### REQUIRED WORK
Render the stretch of data from the line containing "Would you be able to point to the yellow marigold" through the line containing "column 302, row 281" as a Markdown table with the columns Row and Line, giving each line a row number and leaving out any blank lines.

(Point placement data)

+--

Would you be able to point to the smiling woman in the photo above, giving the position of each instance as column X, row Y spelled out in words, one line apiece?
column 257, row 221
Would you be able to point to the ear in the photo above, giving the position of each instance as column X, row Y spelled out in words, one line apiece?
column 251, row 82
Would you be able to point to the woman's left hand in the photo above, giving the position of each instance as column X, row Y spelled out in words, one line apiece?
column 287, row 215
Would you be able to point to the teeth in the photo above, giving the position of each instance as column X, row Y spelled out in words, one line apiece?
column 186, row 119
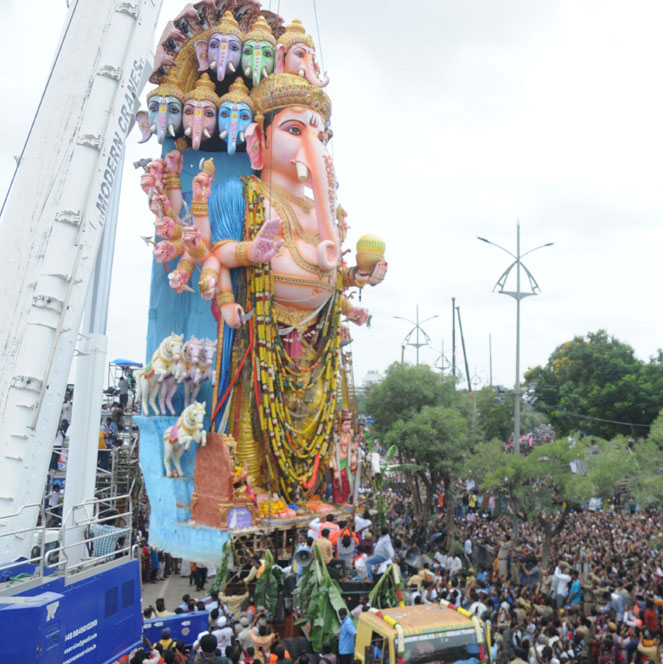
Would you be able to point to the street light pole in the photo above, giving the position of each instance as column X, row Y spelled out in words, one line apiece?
column 517, row 295
column 416, row 329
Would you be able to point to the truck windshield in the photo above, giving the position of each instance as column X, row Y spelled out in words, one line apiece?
column 457, row 647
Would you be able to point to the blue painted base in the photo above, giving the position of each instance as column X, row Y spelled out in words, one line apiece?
column 170, row 499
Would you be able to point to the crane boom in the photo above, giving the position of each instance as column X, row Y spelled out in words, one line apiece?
column 52, row 227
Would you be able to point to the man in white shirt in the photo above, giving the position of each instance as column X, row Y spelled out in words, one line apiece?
column 563, row 580
column 455, row 565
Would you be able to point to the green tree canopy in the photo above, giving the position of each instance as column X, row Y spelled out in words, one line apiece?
column 592, row 383
column 537, row 485
column 428, row 420
column 405, row 390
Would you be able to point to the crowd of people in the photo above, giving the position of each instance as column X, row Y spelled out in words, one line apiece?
column 597, row 599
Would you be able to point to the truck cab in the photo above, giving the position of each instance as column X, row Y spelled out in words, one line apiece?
column 424, row 634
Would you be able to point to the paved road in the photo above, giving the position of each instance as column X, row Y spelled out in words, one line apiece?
column 171, row 589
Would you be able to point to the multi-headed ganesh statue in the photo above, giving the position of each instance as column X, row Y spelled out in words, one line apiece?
column 247, row 249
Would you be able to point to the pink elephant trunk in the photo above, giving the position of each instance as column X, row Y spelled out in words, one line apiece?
column 222, row 64
column 323, row 183
column 311, row 74
column 162, row 122
column 197, row 127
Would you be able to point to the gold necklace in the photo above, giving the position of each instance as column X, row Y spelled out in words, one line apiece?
column 305, row 203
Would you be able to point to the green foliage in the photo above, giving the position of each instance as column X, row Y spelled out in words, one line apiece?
column 536, row 485
column 404, row 391
column 630, row 469
column 228, row 558
column 495, row 414
column 599, row 377
column 436, row 437
column 421, row 414
column 267, row 586
column 319, row 599
column 388, row 591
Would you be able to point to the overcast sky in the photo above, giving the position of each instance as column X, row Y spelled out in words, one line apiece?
column 452, row 119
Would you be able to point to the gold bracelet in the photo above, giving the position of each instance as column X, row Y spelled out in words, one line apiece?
column 207, row 272
column 199, row 208
column 171, row 181
column 241, row 253
column 219, row 243
column 185, row 265
column 225, row 297
column 197, row 252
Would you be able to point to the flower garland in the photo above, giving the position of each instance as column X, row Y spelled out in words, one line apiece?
column 294, row 455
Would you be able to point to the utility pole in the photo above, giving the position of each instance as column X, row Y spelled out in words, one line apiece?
column 453, row 337
column 517, row 295
column 415, row 330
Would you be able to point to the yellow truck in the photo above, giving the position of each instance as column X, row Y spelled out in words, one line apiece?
column 424, row 634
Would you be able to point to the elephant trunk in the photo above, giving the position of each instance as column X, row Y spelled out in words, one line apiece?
column 311, row 74
column 162, row 122
column 232, row 133
column 317, row 169
column 197, row 127
column 257, row 65
column 222, row 64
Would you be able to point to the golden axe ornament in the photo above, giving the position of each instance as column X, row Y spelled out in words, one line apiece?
column 269, row 260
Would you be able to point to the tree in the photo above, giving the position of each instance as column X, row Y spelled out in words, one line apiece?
column 428, row 420
column 593, row 383
column 436, row 438
column 405, row 390
column 536, row 486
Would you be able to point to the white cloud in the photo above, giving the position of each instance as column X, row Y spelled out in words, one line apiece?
column 453, row 119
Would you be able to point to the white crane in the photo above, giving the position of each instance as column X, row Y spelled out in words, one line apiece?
column 62, row 204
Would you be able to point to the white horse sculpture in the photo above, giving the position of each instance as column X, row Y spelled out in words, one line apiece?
column 163, row 363
column 204, row 372
column 186, row 372
column 178, row 438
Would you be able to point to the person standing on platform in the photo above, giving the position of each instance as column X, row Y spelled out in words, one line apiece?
column 346, row 638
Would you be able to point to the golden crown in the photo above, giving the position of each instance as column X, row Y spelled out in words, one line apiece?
column 295, row 34
column 226, row 26
column 203, row 90
column 238, row 93
column 260, row 31
column 167, row 89
column 280, row 91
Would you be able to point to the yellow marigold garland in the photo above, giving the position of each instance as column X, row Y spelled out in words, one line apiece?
column 276, row 372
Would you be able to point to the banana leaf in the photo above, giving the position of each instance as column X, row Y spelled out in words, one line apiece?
column 228, row 558
column 319, row 599
column 388, row 591
column 268, row 585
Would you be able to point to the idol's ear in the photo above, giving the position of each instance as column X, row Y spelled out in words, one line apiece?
column 255, row 145
column 144, row 126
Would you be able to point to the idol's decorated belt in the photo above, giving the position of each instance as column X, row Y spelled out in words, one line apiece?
column 293, row 317
column 302, row 281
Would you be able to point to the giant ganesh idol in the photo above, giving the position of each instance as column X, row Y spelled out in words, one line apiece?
column 256, row 264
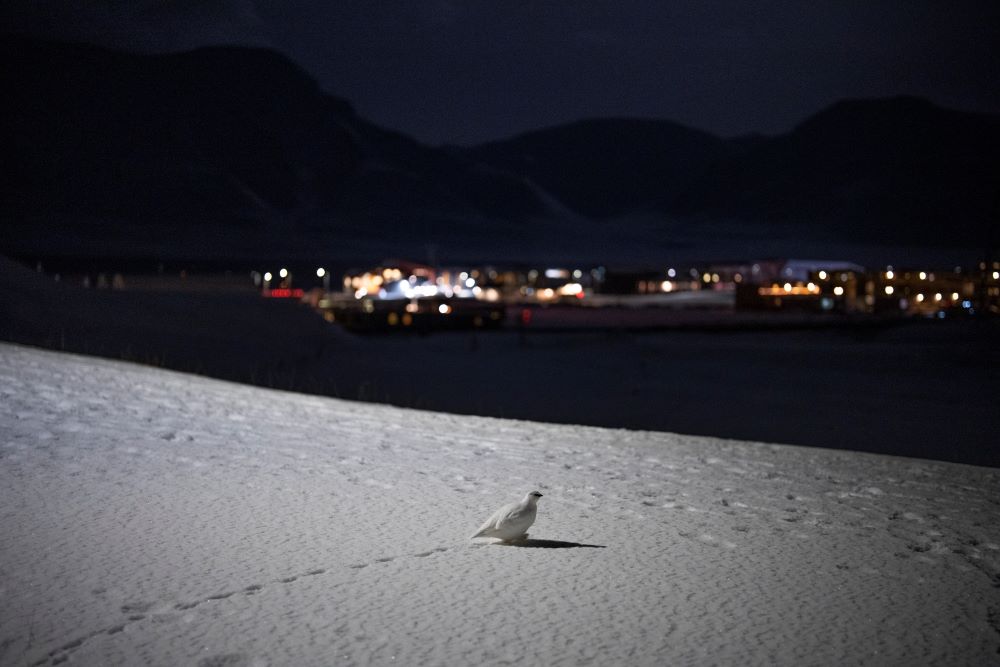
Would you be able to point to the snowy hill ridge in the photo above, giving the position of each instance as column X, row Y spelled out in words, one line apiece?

+--

### ANSWER TO THIS TASK
| Row | Line |
|---|---|
| 1 | Would you be able to point to the yellow marigold garland in the photo above, giving the position of each instance as column X, row Y spelled out in words, one line apiece? |
| 2 | column 276, row 372 |
| 3 | Would you be able to point to the banana leaf in the photo above, giving the position of each instance as column X, row Y spelled out in words, one line apiece? |
| 4 | column 228, row 558 |
| 5 | column 319, row 599 |
| 6 | column 388, row 591 |
| 7 | column 268, row 585 |
| 8 | Would you be able to point to the idol's ear in the photo above, giving the position of each instance as column X, row Y spelled out in words, one line apiece? |
| 9 | column 255, row 145 |
| 10 | column 144, row 126 |
| 11 | Would you be able to point to the idol's decorated belt in the photo above, giving the position of each instance as column X, row Y spelled out in words, one line apiece? |
| 12 | column 293, row 317 |
| 13 | column 302, row 281 |